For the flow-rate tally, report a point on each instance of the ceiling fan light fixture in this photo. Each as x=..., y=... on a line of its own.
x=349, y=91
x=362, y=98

--

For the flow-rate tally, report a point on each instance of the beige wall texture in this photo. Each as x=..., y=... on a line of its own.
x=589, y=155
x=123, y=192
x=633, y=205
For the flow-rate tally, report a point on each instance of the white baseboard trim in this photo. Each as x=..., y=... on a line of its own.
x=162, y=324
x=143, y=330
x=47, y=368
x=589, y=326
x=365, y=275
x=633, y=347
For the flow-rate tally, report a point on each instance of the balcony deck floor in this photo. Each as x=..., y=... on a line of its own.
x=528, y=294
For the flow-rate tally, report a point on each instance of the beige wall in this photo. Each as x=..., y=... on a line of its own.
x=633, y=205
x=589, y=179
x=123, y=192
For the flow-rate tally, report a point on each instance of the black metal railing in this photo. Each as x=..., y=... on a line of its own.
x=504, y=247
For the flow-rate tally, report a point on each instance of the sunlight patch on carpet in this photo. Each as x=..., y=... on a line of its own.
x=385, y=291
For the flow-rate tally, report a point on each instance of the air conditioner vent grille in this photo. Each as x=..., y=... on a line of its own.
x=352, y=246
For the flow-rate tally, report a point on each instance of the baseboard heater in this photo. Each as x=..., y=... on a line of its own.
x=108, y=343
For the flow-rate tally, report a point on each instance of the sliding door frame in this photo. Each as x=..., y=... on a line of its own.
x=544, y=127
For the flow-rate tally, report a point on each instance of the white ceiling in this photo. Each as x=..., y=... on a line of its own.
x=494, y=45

Yapılacak iş >>
Yukarıdaki girdilerde "of the sunlight" ifadesinin geçtiği satırdan "x=494, y=45" ifadesinin geçtiği satıra kadar uzanan bölümü, iki uç satırı da katarak hiçbir değişiklik yapmadan yeniden yazın.

Yazılı yanıt >>
For the flow-rate tally, report a point on each instance of the sunlight patch on carpet in this photo. Each as x=..., y=... on a line of its own.
x=385, y=291
For the flow-rate tally, report a point on each instance of the air conditioner vent grille in this photo. Each as x=..., y=... on a line of its own.
x=352, y=246
For the flow-rate tally, report a point on each instance of the baseboard heater in this photo. Each as x=..., y=... on a line of its own.
x=108, y=343
For the flow-rate tally, report a point on each instance of the sliding door frame in this photo. Each as x=..., y=... on a line of its own.
x=544, y=127
For the flow-rate tally, report a point on each instance of the white ceiling in this photo. Each as x=..., y=... on a line of its own.
x=494, y=45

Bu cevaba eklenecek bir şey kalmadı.